-- STATED TASK 1 --
Rewrite the memoir about the son's death starting at "In a moment, I" and ending at "churning with nervousness.", with "nervousness" changed to "dread".
-- STATED TASK 2 --
Name every emotion that the memoir about the son's death mentions by name.
-- STATED TASK 3 --
Carry on the memoir about the son's death from where it stops.

-- PAGE --

40 years ago: my son’s death changed me

In a moment.

In a moment, I went from on top of the world with joy, to buried in fear.

In a moment, my heart was filled with happiness, to my stomach churning with nervousness.

In a moment, what had been the second-best day of my life, after my marriage, became the worst day of my first twenty-three years.

It was the moment I approached the window of the maternity ward, to take a quick peek at my ten-hour-old son before heading home for the afternoon, and saw that he was breathing hard.

Surely, my eyes were deceiving me. Only minutes earlier, Johnathan had been in my wife’s room, as my mom and I visited with Kim and our newborn son. Everything was fine. His delivery had been unremarkable. Kim’s labor went smoothly. Her entire pregnancy went well.

-- MATERIAL SHOWN --
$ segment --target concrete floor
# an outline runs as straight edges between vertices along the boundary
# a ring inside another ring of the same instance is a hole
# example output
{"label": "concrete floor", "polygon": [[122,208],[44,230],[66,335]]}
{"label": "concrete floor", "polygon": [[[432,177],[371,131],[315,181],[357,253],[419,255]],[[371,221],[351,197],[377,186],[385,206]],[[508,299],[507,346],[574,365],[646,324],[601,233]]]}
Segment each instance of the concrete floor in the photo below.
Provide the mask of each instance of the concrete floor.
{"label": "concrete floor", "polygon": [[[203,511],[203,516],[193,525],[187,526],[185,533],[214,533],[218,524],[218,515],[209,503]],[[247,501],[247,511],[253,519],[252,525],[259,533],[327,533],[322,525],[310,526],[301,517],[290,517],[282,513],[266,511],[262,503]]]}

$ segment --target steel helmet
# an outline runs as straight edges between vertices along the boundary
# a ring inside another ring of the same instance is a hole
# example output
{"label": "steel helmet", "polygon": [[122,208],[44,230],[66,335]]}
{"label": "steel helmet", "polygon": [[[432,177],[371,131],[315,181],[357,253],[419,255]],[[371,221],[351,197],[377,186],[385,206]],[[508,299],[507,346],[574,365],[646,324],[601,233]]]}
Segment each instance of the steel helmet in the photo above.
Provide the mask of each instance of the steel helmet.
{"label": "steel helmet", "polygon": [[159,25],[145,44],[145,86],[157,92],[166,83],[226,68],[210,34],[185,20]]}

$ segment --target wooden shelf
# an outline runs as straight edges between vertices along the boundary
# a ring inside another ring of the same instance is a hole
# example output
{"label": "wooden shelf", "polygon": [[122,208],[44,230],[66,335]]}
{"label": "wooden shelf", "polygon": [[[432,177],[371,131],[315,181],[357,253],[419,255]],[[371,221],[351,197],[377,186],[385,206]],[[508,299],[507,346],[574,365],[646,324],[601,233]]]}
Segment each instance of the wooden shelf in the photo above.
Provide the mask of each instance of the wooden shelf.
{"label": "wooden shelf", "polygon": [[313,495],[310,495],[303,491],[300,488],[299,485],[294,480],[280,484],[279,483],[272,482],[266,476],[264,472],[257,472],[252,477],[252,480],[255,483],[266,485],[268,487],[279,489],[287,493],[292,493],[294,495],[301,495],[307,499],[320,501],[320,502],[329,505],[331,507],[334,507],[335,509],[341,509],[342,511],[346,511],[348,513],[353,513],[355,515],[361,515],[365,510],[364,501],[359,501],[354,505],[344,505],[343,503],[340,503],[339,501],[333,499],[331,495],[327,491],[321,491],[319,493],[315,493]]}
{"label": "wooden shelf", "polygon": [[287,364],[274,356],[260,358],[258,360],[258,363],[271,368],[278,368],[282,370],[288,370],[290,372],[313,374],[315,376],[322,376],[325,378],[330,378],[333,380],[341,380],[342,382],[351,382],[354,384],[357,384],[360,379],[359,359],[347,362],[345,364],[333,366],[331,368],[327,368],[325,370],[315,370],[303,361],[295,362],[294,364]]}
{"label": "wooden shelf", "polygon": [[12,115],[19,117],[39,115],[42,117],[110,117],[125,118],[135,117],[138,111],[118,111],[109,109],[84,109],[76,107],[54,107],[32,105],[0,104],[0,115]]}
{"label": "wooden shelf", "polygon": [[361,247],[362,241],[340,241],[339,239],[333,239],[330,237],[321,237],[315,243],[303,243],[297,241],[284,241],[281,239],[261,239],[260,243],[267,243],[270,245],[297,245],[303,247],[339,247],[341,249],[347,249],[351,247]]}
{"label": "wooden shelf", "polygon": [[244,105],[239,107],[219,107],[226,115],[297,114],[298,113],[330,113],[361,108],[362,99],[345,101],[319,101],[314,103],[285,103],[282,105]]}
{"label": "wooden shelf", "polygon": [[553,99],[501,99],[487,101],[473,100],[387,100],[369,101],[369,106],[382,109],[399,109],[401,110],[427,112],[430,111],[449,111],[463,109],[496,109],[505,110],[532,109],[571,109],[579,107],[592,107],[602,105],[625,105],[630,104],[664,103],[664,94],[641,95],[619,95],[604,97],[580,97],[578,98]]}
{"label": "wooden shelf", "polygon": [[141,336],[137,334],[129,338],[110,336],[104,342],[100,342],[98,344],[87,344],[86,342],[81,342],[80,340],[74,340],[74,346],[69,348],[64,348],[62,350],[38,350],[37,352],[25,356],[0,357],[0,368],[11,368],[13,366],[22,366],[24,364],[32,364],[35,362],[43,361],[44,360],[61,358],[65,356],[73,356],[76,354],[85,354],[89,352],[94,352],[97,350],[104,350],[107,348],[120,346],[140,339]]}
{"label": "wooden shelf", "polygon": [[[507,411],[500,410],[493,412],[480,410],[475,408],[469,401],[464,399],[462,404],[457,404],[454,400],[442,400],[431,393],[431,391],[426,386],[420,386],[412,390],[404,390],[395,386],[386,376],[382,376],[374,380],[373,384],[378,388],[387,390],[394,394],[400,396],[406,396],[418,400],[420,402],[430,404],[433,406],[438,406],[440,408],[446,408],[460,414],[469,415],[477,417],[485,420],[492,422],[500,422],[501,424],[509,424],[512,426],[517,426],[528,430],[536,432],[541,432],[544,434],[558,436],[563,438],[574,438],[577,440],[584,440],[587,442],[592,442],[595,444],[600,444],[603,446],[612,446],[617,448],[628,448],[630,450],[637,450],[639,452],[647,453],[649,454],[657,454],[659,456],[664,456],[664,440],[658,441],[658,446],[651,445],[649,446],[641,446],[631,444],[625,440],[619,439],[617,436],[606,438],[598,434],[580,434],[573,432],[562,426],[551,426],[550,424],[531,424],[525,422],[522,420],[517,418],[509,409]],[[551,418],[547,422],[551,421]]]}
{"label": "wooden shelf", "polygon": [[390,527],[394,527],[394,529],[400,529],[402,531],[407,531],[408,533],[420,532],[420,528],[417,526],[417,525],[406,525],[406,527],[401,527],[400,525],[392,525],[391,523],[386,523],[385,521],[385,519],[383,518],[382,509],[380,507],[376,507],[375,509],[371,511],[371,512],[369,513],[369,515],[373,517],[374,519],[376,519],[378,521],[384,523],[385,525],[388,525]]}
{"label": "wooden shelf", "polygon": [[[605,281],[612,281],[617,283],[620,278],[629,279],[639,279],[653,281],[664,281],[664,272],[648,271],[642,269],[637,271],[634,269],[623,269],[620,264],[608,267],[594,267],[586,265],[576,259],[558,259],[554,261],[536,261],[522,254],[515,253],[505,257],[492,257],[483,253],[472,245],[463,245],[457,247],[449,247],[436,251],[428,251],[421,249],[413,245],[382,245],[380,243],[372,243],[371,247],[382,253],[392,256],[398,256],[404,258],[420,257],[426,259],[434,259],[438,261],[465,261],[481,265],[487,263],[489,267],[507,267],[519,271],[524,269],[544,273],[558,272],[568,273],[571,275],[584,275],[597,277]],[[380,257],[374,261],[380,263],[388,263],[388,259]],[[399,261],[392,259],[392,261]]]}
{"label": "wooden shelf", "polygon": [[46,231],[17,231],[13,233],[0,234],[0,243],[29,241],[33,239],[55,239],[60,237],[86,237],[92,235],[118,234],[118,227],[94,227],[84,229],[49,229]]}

-- EXPECTED OUTPUT 1 --
In a moment, I went from on top of the world with joy, to buried in fear.

In a moment, my heart was filled with happiness, to my stomach churning with dread.

-- EXPECTED OUTPUT 2 --
joy, fear, happiness, nervousness

-- EXPECTED OUTPUT 3 --
A nurse rolled Johnathan’s bassinet back to his spot among the rest of the newborns. Mom and I wrapped up our visit with Kim. I would take Mom home, give Kim a chance to get in a nap, and return that evening.

It was three in the afternoon. When, just after five that morning, Johnathan appeared in the world, we counted his ten fingers and ten toes, rejoiced in his cry, and announced that he was perfect.

And, for ten hours, he was. Until that moment. That moment I peered at him through the window to see him breathing hard.

I turned to my mother: “Mom, he’s breathing hard.” Calmly, Mom said, “Go get a nurse.”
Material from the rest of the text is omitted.